__Exercises to complete__
A: In the HCFR text, what must a CM measurement file be renamed to so that HCFR can use it?
B: Continue the HCFR calibration text, starting right after its last sentence.

__Text__

These new measurement selections currently are now available to the HCFR's Color Checker Pattern drop down menu. To enable any of the measurement option the user has to rename the *CMxxxxxxx.cvs* measurement file want to perform to *usercolors.csv* and place it to the same folder where the HCFR has installed (where the HCFR's executable is located), and select from the HCFR's Color Checker Pattern list the ''User defined'' option.










This can be performed while the HCFR is running, for example to do one measurement run; and then replace the CVS file to load the new colors set... and hit the delete icon next to the grid.

For being more user friendly, If there much interest from the HCFR users that using Ted's LightSpace CMS Calibration disk; then these measurement options will be probably selectable from the Color Checker's drop down list in a future release of HCFR. You can request this from Zoyd, the current developer of HCFR to this thread.

Note that there differences between the RGB Targets of CalMAN vs. ChromaPure ColorChecker & Skintones or Saturation patterns.

Thanks Zoyd (current developer of HCFR) for adding these new measurement options for Ted's LightSpace CMS users of HCFR.


----------



## ConnecTED

HDTVtest.co.uk UK's leading HDTV news & review website has start using Ted's LightSpace CMS Calibration Disk as a reference to analyze any Blu-Ray HDMI Output signal for digital errors @ bit level using DVDO’s AVLab TPG Signal Generator.










Tom Huffman (the creator of ChromaPure Calibration Software) has updated his Free dE Analysis Tool and can now calculate dE differences between 2 YCbCr values. This is very useful for DVDO’s AVLab TPG Signal Generator that are using the ColorChecker Function.

__Excerpted records__
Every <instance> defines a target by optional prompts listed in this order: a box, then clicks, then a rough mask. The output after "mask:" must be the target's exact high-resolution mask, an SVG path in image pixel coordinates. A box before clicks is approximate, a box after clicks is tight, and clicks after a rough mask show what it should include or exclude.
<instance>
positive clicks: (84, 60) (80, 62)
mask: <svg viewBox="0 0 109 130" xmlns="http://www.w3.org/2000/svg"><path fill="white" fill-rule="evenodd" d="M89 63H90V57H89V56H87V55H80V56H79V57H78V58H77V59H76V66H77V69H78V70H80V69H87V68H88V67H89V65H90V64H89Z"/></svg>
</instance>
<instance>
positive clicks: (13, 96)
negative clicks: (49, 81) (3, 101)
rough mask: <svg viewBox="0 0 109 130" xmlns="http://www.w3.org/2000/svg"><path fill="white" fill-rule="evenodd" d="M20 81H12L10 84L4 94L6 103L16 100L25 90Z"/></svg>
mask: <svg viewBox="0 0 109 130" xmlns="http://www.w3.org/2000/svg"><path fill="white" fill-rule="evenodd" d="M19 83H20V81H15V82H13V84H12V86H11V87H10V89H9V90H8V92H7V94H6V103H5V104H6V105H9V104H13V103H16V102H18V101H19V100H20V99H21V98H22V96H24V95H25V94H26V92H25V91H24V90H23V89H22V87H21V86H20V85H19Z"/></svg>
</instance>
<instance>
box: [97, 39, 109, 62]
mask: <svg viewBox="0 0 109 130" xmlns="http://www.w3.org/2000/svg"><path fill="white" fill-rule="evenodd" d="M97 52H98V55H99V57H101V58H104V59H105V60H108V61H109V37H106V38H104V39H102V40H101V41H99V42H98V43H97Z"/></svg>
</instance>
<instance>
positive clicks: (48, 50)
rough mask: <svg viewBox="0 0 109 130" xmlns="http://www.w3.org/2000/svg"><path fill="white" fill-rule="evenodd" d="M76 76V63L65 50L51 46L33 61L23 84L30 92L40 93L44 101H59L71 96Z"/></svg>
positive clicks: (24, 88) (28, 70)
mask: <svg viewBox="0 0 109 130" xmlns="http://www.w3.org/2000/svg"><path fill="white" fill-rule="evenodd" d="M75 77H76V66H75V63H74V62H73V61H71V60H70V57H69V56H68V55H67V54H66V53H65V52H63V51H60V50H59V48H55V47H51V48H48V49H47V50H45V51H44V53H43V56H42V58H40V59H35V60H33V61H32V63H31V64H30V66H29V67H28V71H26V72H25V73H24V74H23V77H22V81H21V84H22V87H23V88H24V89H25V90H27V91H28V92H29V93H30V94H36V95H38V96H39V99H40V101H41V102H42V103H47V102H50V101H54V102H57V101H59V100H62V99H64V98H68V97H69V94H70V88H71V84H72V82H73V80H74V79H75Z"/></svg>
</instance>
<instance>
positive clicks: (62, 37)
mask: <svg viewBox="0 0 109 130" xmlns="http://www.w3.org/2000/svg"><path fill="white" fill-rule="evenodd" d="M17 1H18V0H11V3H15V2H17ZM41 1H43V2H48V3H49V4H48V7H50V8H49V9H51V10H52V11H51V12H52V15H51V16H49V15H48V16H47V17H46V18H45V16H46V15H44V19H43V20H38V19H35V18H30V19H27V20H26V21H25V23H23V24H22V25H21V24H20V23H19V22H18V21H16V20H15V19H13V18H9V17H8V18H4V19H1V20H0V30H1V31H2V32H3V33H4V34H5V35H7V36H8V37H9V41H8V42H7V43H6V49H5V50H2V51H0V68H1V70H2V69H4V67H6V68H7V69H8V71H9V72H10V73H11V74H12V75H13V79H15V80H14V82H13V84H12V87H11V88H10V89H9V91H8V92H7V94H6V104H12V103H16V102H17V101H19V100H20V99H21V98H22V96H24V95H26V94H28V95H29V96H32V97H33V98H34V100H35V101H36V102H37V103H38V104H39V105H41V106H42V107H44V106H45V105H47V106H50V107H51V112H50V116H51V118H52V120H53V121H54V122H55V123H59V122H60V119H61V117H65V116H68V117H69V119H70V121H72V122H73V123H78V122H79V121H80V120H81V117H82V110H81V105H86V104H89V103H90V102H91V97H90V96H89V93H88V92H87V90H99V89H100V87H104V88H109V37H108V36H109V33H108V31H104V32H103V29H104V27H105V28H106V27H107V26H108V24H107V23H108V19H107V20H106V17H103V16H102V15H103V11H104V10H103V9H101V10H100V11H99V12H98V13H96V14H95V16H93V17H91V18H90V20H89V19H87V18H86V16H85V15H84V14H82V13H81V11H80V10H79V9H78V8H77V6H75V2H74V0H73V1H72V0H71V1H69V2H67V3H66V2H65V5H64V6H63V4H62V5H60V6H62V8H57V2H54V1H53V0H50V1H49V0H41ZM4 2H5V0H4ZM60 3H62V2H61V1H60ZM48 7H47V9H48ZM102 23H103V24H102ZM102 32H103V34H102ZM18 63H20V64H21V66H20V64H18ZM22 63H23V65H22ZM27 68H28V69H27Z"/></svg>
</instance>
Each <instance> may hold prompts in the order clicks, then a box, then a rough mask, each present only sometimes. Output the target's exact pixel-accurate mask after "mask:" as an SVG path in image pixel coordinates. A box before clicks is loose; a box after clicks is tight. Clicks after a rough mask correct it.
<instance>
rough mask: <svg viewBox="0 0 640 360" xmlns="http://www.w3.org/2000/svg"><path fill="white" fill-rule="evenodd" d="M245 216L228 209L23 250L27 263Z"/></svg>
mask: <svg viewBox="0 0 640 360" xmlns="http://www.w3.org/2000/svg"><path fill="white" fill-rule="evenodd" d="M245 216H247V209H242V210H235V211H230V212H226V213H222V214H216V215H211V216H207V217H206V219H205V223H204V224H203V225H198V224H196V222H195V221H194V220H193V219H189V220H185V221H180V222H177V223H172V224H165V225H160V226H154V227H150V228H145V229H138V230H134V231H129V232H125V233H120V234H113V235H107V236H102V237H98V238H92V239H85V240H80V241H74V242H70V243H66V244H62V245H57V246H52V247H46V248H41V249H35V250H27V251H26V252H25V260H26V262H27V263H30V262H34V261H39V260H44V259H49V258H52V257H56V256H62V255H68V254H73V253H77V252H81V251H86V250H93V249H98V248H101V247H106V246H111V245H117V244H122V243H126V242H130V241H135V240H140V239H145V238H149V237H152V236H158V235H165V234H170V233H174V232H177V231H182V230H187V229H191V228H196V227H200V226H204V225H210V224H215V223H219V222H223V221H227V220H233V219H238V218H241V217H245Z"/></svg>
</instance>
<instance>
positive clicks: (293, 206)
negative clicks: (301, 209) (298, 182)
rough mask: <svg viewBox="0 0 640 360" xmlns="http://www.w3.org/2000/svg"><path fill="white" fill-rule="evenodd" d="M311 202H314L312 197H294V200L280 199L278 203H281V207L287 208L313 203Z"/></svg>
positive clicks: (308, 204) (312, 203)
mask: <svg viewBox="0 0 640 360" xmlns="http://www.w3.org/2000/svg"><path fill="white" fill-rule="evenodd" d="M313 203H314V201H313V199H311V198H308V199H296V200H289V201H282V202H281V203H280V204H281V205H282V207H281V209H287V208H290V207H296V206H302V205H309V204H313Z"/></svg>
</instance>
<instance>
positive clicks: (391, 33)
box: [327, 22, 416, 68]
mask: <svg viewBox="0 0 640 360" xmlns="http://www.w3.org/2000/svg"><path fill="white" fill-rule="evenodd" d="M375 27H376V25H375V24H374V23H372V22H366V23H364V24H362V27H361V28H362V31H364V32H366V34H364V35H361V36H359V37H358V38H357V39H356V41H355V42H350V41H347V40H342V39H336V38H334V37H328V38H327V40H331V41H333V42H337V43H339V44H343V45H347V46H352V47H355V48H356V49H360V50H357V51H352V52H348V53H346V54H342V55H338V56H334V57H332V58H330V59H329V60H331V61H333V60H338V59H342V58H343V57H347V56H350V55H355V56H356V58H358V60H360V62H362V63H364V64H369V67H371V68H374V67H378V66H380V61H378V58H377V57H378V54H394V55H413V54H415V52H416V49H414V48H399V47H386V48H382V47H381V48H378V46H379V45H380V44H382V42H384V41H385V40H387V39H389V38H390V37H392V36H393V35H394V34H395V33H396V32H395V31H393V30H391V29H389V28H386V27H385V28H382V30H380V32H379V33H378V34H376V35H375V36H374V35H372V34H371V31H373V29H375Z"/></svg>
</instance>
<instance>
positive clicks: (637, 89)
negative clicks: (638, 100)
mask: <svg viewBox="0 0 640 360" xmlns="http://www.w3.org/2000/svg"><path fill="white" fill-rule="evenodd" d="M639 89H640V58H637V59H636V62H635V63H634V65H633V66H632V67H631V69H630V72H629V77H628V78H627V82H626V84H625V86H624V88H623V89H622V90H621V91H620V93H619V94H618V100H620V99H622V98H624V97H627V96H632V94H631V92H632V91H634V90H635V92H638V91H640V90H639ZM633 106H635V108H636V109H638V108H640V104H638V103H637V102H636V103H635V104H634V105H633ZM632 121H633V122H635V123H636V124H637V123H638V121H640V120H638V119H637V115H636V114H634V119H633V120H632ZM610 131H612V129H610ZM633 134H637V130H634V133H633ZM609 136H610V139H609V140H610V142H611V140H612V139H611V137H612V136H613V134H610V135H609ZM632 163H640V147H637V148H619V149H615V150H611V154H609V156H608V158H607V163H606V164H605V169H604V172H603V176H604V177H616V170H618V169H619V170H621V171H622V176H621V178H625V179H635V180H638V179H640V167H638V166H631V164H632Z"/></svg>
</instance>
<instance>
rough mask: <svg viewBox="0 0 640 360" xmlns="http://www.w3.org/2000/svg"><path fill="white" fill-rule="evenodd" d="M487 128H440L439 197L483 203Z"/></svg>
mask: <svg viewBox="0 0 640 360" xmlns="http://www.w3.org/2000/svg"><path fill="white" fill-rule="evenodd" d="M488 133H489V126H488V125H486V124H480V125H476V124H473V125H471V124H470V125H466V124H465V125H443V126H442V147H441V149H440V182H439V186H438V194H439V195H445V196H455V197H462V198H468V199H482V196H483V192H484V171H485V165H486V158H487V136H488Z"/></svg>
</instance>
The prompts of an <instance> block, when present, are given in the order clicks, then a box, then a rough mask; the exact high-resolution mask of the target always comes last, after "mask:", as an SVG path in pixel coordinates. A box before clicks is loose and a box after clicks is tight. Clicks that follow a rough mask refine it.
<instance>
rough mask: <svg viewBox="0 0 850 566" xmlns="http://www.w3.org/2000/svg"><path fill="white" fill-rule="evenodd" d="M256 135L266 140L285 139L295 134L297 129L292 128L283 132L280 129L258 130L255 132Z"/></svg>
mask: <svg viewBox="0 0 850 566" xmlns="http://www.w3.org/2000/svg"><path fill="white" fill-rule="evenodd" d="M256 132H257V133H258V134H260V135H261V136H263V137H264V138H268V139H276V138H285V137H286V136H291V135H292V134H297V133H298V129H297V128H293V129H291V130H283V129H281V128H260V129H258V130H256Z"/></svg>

__Responses to the tasks__
A: usercolors.csv

B:
You can download the Free ''Combination Color Format Converter and ΔE Analysis'' Excel Spreadsheet from *here*.

Thanks Tom for that update.


----------



## ConnecTED

*Send New Pattern Ideas Form*


I have start making plans for the next version of my calibration disk. The release date is unknown.


The idea is to add as many patterns color reproduction patterns as possible, the ones that I have missed until now.


For example I want to add Color Space Evaluation Patterns, 2:35.1 patterns for projector users among with some focus/alignment of projector patterns also.


I will add videos for Plasma users, I'm thinking for Scrolling White Bars like the ones Panasonic or Pioneer Plasmas, Full Field Slides for panel-burn, Random Noise videos, Fast Flashing of Black/White video, Local Dimming Zones Identifier Chapter...Panel Warmup Chapter...


If you have any idea I will be pleased to discuss it with you.


You can send me your pattern ideas and I will try to include them to the next release of the disk.


If you have picture examples you can upload them using the multiple file uploader tool that is available to the webpage form.


By posting your ideas to that form, it will help me managing all your possible ideas.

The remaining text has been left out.